▶ [What you should do] Starting at the line containing "Practice. Identify the green lawn" and ending at the last line of the listing below, write out every line again, but shift each answer coordinate up by 121. Leave the sample coordinates as they are.
** start of Dataset excerpts **
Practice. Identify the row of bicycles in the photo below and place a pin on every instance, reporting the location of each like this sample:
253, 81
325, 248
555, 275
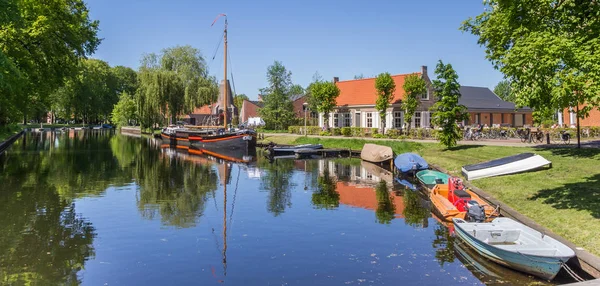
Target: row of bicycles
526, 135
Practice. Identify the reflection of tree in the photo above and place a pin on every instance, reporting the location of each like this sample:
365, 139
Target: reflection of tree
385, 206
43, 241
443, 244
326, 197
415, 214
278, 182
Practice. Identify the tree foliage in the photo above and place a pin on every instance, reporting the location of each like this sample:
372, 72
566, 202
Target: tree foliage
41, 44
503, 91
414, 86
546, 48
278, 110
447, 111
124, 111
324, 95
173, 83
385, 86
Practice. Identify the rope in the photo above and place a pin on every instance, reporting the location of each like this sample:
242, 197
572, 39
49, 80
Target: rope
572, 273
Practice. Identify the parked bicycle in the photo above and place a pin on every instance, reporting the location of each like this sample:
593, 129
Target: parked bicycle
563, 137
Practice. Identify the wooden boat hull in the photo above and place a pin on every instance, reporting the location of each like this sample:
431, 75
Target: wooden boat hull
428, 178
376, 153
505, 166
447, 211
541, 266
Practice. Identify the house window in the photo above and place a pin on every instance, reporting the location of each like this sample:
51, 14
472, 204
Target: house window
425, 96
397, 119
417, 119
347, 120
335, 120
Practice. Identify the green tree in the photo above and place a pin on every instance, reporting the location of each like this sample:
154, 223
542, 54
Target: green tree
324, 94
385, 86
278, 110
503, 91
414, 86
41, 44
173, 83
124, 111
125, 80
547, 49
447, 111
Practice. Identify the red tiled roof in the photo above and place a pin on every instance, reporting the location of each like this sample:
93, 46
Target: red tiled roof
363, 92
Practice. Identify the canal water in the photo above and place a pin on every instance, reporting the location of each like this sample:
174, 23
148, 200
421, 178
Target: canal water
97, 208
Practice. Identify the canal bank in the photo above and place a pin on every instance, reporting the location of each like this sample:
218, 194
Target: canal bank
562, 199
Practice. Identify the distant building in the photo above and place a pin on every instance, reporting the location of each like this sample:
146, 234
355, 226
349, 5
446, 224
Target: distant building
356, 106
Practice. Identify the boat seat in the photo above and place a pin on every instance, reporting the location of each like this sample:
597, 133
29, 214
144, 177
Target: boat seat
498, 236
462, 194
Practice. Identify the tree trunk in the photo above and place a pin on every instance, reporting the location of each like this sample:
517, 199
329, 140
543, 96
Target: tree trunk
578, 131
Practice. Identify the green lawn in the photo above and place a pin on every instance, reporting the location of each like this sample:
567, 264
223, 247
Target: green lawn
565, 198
** end of Dataset excerpts **
▶ [Output of the exercise]
Practice. Identify the green lawn in the photo above and place a pin on every instance, reporting the location of each like this sample:
567, 264
223, 247
Target: green lawn
686, 319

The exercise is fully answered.